Prenuptial agreements will protect your assets, writes Bina Brown.
Binding financial agreements are hardly the most romantic of topics for a couple to discuss before they get married or move in together but it is for good reason that they should be raised early in any new relationship.
If you find it hard to talk about your financial position and assets with a loved one over dinner, imagine how hard it will be in the Family Court.
An open airing of all matters financial is exactly what could eventuate if a relationship – whether it is de facto, same-sex or marriage – ends and there is no clear definition of who should get what.
The principal of financial advice company BFG Financial, Suzanne Hadden, says: “If you can’t be frank and upfront together about your assets and liabilities, then what are you doing getting married or moving in?”
One of the more formal ways to document exactly how you both expect assets and liabilities to be divvied up in the event of a break-up is through a binding financial agreement (BFA), which is recognised in the Family Court. Commonly referred to as a prenuptial agreement, a BFA is a legally binding agreement made between two people setting out the division of property in the event of relationship breakdown and other financial issues that might apply during the relationship or separation.
Those most likely to use a BFA are people who have been in an unsuccessful relationship before, have significant wealth prior to entering into a relationship, need to provide for children of a previous relationship, or who want to ensure they will not end up in court fighting over the division of assets if the relationship does not work out.

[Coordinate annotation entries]
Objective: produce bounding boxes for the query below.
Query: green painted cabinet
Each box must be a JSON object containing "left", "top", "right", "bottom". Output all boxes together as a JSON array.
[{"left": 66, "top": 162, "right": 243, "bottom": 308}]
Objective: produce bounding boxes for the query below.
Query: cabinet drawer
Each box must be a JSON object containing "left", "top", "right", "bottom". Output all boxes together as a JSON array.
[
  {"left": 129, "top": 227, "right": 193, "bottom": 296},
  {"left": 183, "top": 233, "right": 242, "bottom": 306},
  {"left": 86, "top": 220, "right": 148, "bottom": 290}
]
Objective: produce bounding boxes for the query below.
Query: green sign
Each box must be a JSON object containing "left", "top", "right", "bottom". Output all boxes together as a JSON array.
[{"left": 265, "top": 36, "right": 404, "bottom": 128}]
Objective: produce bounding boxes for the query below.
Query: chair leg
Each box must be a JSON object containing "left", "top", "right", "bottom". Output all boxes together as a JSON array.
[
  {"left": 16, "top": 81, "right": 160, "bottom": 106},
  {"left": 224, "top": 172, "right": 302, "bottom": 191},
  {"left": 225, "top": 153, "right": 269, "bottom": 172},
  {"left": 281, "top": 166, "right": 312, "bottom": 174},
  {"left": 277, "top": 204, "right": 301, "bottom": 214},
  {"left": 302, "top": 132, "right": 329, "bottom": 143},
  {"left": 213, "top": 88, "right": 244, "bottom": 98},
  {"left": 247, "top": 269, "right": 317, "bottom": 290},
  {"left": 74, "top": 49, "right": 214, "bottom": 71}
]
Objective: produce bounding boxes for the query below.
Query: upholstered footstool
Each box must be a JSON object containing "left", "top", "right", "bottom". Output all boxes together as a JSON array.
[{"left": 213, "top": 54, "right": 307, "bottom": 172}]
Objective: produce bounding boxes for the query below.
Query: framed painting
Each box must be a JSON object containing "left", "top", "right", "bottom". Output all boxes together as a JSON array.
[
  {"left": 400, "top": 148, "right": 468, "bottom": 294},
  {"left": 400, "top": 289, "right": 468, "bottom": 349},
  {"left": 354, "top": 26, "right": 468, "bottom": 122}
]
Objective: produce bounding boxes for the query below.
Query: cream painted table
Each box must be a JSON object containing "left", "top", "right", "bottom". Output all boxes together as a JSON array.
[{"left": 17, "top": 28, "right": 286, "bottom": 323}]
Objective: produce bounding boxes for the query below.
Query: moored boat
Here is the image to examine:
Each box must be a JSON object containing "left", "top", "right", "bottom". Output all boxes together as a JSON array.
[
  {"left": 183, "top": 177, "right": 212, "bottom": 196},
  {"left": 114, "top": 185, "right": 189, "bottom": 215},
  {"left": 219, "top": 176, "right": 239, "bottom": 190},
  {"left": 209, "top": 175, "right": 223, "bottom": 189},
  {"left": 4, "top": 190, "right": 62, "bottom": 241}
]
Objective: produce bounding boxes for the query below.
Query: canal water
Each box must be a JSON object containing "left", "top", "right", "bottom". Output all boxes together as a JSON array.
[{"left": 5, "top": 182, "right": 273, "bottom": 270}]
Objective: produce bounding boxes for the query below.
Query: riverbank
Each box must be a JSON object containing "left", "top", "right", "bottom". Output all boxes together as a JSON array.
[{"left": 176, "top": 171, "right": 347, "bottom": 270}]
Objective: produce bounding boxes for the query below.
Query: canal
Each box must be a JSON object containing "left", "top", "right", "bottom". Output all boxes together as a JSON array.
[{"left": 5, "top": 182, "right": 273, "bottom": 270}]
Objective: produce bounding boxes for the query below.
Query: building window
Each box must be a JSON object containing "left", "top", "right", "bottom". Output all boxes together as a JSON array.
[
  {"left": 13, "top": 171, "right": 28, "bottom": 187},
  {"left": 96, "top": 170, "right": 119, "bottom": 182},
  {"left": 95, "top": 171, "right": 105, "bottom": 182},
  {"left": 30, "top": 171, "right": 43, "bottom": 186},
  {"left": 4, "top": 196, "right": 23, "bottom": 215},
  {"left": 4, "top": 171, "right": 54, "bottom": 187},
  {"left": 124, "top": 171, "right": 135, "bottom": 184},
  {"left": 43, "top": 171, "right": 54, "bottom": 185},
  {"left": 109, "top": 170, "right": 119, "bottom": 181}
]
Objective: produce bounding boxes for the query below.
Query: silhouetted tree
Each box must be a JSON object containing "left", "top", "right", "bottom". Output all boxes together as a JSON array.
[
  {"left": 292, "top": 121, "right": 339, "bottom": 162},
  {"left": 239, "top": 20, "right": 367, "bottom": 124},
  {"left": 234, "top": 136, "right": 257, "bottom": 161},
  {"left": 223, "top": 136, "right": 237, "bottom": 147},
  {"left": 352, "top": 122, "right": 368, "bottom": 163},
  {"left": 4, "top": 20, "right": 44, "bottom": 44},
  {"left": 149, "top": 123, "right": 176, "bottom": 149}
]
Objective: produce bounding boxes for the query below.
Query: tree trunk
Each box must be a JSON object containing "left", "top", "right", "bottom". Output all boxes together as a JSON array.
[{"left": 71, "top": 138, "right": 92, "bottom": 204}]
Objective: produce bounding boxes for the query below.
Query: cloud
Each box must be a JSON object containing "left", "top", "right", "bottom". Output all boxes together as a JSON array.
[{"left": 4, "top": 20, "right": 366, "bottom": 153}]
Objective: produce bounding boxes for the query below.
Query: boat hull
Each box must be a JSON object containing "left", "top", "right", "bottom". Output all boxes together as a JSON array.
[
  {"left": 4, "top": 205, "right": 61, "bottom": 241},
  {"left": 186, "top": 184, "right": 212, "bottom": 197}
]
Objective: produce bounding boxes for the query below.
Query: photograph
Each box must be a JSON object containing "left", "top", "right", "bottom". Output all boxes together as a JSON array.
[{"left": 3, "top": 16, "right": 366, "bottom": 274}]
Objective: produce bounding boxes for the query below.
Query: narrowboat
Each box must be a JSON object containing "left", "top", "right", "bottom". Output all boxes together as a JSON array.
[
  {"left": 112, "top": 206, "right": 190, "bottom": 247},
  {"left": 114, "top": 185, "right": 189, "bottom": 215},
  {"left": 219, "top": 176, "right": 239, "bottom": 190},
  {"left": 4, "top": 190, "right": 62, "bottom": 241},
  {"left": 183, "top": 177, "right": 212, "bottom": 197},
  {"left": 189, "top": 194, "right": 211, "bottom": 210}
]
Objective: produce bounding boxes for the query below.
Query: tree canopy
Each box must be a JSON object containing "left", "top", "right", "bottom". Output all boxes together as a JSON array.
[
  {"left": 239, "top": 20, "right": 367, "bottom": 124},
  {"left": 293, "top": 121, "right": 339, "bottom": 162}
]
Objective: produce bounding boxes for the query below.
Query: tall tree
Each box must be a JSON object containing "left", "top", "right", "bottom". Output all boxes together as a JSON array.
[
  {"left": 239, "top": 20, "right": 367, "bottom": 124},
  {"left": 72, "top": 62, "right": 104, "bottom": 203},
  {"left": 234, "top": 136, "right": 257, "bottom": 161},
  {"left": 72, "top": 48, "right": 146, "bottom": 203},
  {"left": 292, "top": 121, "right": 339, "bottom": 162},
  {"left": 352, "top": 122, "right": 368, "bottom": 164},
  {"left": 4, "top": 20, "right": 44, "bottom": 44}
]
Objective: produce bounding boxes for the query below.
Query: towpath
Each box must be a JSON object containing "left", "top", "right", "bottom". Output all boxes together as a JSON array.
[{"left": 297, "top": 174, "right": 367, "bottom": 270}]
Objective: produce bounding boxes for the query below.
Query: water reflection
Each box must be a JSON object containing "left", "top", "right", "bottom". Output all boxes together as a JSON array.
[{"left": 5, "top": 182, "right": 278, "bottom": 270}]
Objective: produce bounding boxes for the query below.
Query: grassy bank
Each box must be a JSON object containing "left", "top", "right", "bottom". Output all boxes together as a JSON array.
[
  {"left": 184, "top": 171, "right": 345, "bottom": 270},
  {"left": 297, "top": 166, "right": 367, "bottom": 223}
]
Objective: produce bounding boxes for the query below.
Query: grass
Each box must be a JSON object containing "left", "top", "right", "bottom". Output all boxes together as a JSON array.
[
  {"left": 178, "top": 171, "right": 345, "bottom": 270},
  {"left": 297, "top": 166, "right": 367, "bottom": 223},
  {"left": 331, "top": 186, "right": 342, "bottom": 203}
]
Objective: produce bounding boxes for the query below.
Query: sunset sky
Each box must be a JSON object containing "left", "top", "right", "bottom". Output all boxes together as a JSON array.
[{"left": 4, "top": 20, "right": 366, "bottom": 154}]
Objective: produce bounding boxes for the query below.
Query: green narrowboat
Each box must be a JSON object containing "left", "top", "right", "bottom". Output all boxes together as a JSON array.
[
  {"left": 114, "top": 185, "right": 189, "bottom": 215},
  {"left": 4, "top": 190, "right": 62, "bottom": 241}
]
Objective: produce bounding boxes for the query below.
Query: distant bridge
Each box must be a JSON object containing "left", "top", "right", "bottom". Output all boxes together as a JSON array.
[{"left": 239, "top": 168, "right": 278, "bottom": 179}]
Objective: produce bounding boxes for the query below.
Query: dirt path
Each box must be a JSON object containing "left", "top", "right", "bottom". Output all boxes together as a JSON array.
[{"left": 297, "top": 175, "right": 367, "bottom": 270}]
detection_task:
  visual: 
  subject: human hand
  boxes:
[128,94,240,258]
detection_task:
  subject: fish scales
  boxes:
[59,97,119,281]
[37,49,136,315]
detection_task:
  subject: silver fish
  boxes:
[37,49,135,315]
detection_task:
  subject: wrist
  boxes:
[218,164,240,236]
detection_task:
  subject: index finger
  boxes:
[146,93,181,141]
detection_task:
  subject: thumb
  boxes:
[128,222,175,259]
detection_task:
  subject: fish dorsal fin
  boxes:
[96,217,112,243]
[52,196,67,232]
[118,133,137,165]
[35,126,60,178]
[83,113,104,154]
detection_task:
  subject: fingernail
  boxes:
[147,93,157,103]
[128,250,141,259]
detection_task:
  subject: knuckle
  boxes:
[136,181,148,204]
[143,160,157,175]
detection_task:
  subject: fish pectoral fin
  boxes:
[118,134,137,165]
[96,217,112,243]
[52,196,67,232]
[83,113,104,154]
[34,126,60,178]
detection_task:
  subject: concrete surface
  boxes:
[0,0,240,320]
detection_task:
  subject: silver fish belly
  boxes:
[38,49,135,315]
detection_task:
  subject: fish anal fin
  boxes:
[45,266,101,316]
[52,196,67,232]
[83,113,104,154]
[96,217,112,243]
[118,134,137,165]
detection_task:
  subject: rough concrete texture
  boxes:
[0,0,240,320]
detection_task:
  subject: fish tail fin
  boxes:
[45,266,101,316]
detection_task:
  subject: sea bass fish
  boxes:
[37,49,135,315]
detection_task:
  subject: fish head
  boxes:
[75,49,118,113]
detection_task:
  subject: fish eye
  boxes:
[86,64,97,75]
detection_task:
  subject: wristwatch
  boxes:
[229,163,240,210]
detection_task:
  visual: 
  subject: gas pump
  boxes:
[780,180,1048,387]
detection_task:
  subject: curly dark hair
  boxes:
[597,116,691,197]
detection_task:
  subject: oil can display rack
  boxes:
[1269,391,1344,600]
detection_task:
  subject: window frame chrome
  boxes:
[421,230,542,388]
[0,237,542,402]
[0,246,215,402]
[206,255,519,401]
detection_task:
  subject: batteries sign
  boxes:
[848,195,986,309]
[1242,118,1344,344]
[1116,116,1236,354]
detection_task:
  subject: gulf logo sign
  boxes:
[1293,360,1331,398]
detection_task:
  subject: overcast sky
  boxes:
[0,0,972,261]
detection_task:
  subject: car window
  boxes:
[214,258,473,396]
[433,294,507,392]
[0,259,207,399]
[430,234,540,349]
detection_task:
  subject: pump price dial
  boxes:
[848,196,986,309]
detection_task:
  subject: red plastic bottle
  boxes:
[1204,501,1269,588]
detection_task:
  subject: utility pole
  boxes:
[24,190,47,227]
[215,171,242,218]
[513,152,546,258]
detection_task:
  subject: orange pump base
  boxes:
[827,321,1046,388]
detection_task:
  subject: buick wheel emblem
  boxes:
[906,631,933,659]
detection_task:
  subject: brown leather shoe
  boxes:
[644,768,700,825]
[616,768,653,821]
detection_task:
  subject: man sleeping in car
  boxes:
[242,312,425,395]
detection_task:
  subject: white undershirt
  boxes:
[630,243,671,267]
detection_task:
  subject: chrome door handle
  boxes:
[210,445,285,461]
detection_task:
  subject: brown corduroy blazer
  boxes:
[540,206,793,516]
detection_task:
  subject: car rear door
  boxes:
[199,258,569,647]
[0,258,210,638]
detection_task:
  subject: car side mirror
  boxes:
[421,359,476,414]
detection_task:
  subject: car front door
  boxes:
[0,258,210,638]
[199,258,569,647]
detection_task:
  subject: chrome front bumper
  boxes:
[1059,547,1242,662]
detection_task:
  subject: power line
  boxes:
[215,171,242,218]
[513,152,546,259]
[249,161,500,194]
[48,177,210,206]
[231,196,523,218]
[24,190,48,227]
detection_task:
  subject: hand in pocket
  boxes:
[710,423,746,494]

## REQUIRED WORK:
**1.** In the article on prenuptial agreements, who is named as the principal of BFG Financial?
**2.** Gather every line of the listing that contains the word "silver", treating uppercase and lowercase as different.

## RESULTS FOR THE EXERCISE:
**1.** Suzanne Hadden

**2.**
  subject: silver fish
  subject: silver fish belly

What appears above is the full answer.